··· Selection
Provision: Section 184(1) read with Rule 9 of the Companies (Meetings of Board and its Powers) Rules, 2014 (MBP-1) and Section 164(2) (DIR-8).

Who must comply: Every director of every company – private, public, OPC, Section 8.

Deadline for FY 2026-27: The FIRST Board meeting held on or after 1 April 2026. For most operating companies, this falls between April and June 2026.

Penalty for non-compliance: Rs 1,00,000 per director under Section 184(4) – paid from personal funds, not company funds.

Live precedent: ROC Bangalore order dated 28 March 2026 against AVK Valves India Pvt Ltd – Rs 6 lakh aggregate across 6 directors.

Action: Collect signed MBP-1 and DIR-8 from every director before your next Board meeting and file them in your statutory records.

The Problem: A Section That Most Private Companies Forget Exists

Section 184 of the Companies Act 2013 is the boring, perennial compliance line item that founders, CFOs and even some practising professionals push to the bottom of the agenda. There is no MCA portal upload. There is no ROC fee. There is no annual return form that triggers a system alert. Form MBP-1 sits inside the company’s statutory records under Rule 9 of the Companies (Meetings of Board and its Powers) Rules 2014, and Form DIR-8 sits inside the company’s Board minutes binder. Both are paper exercises that, until 2024, hardly anyone in the ROC ecosystem actively chased.

That has changed. The Companies (Adjudication of Penalties) Amendment Rules 2025 expanded the powers of Registrars to adjudicate procedural defaults directly, including those flagged by Secretarial Auditors in Form MGT-8. The AVK Valves order is built entirely on the Secretarial Auditor’s observation that MBP-1 and DIR-8 were not produced for the financial year 2021-22. There was no shareholder complaint, no whistleblower, no inspection – just a single line in the Secretarial Audit Report that the records were missing, and ROC Bangalore turned it into Rs 6 lakh of personal liability.
······
··· Data shown
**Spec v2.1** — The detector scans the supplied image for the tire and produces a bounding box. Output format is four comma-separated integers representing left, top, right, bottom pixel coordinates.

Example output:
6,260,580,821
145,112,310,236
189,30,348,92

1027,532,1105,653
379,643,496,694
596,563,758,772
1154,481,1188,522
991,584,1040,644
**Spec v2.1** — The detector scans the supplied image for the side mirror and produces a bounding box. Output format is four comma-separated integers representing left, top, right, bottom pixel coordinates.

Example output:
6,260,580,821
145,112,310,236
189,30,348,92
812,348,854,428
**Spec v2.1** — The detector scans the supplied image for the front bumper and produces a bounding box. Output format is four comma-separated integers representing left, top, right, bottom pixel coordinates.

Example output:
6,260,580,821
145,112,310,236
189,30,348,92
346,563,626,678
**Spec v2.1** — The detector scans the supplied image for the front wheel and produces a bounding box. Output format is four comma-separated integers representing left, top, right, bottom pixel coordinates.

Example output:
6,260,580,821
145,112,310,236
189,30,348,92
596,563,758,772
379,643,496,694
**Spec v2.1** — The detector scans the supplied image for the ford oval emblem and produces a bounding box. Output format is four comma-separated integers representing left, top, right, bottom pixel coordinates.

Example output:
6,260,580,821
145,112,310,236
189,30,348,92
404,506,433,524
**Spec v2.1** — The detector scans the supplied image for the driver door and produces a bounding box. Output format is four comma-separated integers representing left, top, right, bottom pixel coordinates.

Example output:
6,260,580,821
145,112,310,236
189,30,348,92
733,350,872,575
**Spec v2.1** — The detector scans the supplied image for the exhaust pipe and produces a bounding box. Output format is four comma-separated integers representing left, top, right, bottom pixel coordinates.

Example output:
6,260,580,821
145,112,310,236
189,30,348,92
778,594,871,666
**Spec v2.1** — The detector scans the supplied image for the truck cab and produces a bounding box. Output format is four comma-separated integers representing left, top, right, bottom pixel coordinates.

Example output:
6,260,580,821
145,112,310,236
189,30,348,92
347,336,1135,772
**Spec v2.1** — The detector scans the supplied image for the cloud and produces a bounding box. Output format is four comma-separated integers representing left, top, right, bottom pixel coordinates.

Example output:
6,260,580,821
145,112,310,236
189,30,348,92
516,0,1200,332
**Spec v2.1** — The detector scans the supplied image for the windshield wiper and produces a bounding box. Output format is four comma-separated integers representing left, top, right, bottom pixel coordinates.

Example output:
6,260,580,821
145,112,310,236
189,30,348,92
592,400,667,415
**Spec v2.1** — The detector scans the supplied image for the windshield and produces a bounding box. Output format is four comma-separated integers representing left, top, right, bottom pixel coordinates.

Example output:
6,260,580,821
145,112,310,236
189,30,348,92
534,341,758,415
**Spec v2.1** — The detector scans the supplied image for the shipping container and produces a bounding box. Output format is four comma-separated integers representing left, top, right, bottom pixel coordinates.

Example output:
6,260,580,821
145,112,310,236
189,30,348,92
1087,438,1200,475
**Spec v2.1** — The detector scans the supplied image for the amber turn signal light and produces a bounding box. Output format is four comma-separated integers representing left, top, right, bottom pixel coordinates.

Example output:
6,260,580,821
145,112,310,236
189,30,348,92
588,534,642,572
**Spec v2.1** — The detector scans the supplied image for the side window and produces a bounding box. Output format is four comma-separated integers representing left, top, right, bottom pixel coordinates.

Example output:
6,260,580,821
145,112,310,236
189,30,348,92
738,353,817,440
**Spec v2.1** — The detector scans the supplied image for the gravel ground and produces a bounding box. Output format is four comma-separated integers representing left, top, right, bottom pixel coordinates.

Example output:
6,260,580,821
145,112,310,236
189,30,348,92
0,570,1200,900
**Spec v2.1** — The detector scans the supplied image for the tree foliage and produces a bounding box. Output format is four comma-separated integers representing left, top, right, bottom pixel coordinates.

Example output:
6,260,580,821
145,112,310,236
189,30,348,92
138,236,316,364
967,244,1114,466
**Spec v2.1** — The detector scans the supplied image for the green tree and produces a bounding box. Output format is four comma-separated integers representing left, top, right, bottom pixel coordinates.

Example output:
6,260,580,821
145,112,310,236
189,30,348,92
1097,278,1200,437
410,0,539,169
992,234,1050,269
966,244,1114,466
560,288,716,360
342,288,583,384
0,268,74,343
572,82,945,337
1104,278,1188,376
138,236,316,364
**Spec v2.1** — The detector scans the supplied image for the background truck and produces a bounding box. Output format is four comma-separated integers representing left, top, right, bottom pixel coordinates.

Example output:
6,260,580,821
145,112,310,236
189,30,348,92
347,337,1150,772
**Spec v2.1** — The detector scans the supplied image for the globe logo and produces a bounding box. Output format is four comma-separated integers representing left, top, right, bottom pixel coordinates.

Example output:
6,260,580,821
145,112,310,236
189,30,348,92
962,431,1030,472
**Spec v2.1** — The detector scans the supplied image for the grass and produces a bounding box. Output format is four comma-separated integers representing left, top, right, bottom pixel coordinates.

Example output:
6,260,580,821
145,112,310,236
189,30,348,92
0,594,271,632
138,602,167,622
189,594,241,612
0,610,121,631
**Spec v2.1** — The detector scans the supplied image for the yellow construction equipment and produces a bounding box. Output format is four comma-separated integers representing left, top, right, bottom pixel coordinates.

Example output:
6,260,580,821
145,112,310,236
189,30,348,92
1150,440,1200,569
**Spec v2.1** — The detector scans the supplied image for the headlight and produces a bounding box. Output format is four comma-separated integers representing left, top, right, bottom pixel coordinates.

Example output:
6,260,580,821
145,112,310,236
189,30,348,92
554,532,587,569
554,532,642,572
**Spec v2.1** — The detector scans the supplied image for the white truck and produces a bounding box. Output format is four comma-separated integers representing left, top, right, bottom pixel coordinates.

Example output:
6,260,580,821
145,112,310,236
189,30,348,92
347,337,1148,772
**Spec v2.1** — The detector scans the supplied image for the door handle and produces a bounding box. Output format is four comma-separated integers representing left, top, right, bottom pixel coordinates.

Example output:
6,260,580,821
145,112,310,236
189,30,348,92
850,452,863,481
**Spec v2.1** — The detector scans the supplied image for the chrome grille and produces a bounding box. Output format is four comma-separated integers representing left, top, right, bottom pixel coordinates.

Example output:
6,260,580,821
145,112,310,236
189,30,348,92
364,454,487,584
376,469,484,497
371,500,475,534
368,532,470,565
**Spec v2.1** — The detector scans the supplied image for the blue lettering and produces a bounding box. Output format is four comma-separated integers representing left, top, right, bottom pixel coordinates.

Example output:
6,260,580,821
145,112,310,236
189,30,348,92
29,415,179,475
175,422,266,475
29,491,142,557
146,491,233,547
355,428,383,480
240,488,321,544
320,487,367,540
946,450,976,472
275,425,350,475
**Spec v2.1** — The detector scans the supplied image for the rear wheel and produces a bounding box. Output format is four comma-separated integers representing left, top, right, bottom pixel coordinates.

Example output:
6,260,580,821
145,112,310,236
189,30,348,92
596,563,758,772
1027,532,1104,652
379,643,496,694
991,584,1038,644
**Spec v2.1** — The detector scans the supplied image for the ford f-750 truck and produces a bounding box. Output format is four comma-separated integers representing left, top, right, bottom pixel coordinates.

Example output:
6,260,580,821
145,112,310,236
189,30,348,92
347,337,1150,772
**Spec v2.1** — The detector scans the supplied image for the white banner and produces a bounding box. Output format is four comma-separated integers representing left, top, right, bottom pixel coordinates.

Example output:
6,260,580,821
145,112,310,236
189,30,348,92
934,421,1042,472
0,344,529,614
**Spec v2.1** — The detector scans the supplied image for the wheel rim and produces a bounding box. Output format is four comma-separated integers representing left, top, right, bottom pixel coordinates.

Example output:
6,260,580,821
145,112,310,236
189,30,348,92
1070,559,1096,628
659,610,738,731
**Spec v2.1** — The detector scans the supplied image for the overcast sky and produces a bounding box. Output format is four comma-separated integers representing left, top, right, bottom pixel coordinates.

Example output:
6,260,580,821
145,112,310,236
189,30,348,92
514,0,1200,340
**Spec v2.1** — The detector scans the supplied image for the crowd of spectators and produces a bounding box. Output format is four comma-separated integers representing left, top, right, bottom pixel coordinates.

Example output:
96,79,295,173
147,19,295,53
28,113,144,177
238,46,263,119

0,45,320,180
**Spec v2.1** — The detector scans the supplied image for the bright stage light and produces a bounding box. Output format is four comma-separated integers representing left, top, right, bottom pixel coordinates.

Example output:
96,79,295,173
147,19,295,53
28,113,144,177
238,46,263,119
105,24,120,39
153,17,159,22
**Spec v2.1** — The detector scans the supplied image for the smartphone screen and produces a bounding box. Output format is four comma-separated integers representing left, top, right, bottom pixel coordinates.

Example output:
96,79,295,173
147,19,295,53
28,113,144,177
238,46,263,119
······
# Directions for this task
Can you summarize the text above on director disclosures under Section 184 in two sentences?

# Exercise solution
Every director of every company must provide signed Forms MBP-1 and DIR-8 by the first Board meeting held on or after 1 April 2026, or face a penalty of Rs 1,00,000 per director under Section 184(4), paid from personal funds. These paper forms were long ignored, but the 2025 amendment rules let Registrars adjudicate such defaults directly, and ROC Bangalore fined AVK Valves India Pvt Ltd Rs 6 lakh across six directors based only on a Secretarial Audit Report noting the missing records.